(Source records)
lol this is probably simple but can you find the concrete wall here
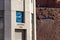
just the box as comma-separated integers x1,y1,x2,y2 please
4,0,11,40
0,0,36,40
4,0,36,40
0,0,4,10
11,0,32,40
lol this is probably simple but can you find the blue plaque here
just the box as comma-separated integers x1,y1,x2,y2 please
16,11,23,23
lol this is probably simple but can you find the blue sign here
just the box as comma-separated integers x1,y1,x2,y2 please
16,11,23,23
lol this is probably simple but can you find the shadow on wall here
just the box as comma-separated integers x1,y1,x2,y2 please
36,0,60,8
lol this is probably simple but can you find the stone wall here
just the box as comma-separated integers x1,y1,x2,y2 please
36,0,60,7
36,8,60,40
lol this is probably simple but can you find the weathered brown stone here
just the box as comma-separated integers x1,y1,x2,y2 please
36,8,60,40
36,0,60,7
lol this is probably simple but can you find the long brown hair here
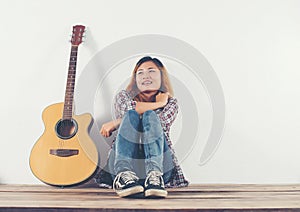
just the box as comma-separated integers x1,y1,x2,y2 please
126,56,174,102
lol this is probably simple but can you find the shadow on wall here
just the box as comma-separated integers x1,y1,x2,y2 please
75,34,226,176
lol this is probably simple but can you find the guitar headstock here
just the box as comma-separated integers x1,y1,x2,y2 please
71,25,85,46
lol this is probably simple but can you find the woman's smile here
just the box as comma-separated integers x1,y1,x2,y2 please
142,80,152,85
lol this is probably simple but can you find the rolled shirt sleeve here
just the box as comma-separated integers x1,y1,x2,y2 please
114,90,137,119
157,97,178,132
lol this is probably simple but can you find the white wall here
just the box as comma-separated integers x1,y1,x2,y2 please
0,0,299,184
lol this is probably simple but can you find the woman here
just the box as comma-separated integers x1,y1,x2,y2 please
97,56,188,198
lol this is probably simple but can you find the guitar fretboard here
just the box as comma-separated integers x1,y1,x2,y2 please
63,45,78,120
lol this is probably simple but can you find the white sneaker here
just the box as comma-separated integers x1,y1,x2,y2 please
144,171,168,198
113,171,144,197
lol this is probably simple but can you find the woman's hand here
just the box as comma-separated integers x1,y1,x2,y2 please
155,92,170,107
100,119,121,137
135,92,170,115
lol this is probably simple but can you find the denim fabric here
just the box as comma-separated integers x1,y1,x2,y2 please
107,110,174,183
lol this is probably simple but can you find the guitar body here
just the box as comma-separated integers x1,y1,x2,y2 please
29,103,99,186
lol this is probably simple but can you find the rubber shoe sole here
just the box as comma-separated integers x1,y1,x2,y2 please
145,188,168,198
116,185,144,198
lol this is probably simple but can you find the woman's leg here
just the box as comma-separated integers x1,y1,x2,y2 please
113,110,142,174
141,110,164,174
109,109,174,181
141,110,172,197
109,110,145,197
162,139,174,184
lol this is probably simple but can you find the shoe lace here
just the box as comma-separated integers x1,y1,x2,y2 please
145,171,164,187
113,171,138,191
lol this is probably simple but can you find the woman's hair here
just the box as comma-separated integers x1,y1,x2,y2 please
126,56,174,102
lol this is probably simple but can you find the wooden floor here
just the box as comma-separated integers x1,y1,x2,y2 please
0,184,299,211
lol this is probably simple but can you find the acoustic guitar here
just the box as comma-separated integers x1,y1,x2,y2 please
29,25,98,187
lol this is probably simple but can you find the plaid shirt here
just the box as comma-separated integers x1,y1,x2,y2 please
113,90,189,188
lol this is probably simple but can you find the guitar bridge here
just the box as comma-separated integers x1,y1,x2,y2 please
50,149,79,157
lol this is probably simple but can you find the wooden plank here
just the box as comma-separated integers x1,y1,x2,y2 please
1,184,300,192
168,184,300,192
0,184,299,211
1,198,300,210
1,192,300,204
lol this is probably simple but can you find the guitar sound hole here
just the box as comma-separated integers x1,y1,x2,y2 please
55,119,78,139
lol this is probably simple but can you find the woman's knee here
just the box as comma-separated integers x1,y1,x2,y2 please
122,110,140,124
123,109,139,118
142,110,162,132
143,110,156,116
120,110,142,132
142,110,160,124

*The problem*. The records above should be repeated exactly, with no pictures in the copy.

*Exercise result*.
lol this is probably simple but can you find the concrete wall here
just the box as comma-separated integers x1,y1,x2,y2 please
4,0,11,40
0,0,36,40
4,0,36,40
0,0,4,10
11,0,32,40
lol this is probably simple but can you find the blue plaque here
just the box as comma-separated integers x1,y1,x2,y2 please
16,11,23,23
lol this is probably simple but can you find the blue sign here
just the box as comma-separated integers x1,y1,x2,y2 please
16,11,23,23
lol this is probably simple but can you find the shadow on wall here
just the box as comma-separated integers x1,y1,x2,y2 please
36,0,60,8
lol this is probably simple but can you find the stone wall here
just the box as comma-separated integers x1,y1,x2,y2 please
36,0,60,7
36,8,60,40
lol this is probably simple but can you find the weathered brown stone here
just the box as comma-separated integers x1,y1,x2,y2 please
36,8,60,40
36,0,60,7
lol this is probably simple but can you find the long brown hair here
just the box as comma-separated integers x1,y1,x2,y2 please
126,56,174,102
lol this is probably simple but can you find the shadow on wall here
just the box as comma-separated integers x1,y1,x2,y2 please
75,34,226,176
lol this is probably simple but can you find the guitar headstock here
just the box as comma-separated integers x1,y1,x2,y2 please
71,25,85,46
lol this is probably simple but can you find the woman's smile here
just the box as comma-separated integers x1,y1,x2,y2 please
142,80,152,85
lol this is probably simple but can you find the rolled shirt sleeve here
just the box as comma-separated integers x1,y1,x2,y2 please
114,90,137,119
157,97,178,132
lol this is probably simple but can you find the white wall here
just the box as comma-separated integers x1,y1,x2,y2 please
0,0,299,184
lol this is probably simple but can you find the woman here
just the box as comma-separated integers x1,y1,x2,y2 please
97,56,188,198
lol this is probably simple but can you find the guitar fretboard here
just the box as comma-separated integers x1,y1,x2,y2 please
63,45,78,120
lol this is probably simple but can you find the white sneaker here
just the box as comma-separated integers x1,y1,x2,y2 please
144,171,168,198
113,171,144,197
lol this is probably simple but can you find the woman's hand here
just the box as comma-separated integers x1,y1,x2,y2 please
155,92,170,107
100,119,121,137
135,92,170,115
lol this is probably simple but can you find the denim fabric here
just the box as comma-separated integers x1,y1,x2,y2 please
107,110,174,183
lol this is probably simple but can you find the guitar body here
just the box as comma-separated integers x1,y1,x2,y2 please
29,103,99,186
lol this is probably simple but can you find the rubber shoe sole here
just the box as comma-separated integers x1,y1,x2,y2 please
145,188,168,198
116,185,144,198
lol this is probably simple but can you find the woman's leg here
just the box as comma-separated integers x1,y1,x2,y2 please
113,110,142,174
141,110,164,174
109,109,174,181
141,110,172,197
109,110,145,197
162,139,174,184
lol this is probably simple but can you find the shoe lace here
just the box as comma-separated integers x1,y1,x2,y2 please
145,171,164,187
113,171,138,191
lol this is probably simple but can you find the woman's hair here
just the box as comma-separated integers x1,y1,x2,y2 please
126,56,174,102
lol this is probably simple but can you find the wooden floor here
just the box as comma-separated integers x1,y1,x2,y2 please
0,184,299,211
lol this is probably simple but can you find the acoustic guitar here
just the box as comma-separated integers x1,y1,x2,y2 please
29,25,98,187
lol this is probably simple but can you find the plaid shirt here
just the box as comma-separated integers x1,y1,x2,y2 please
113,90,189,188
lol this is probably simple but can you find the guitar bridge here
just the box as comma-separated integers x1,y1,x2,y2 please
50,149,79,157
lol this is probably simple but can you find the wooden plank here
just the box as comma-separated integers x1,y1,x2,y2 please
1,184,300,192
168,184,300,192
0,184,299,211
1,198,300,210
1,192,300,204
lol this is probably simple but can you find the guitar sound hole here
just the box as comma-separated integers x1,y1,x2,y2 please
55,119,78,139
lol this is probably simple but can you find the woman's knee here
just the box as comma-separated integers x1,y1,x2,y2 please
122,110,140,124
123,109,139,118
142,110,162,132
143,110,156,116
120,110,142,132
142,110,160,124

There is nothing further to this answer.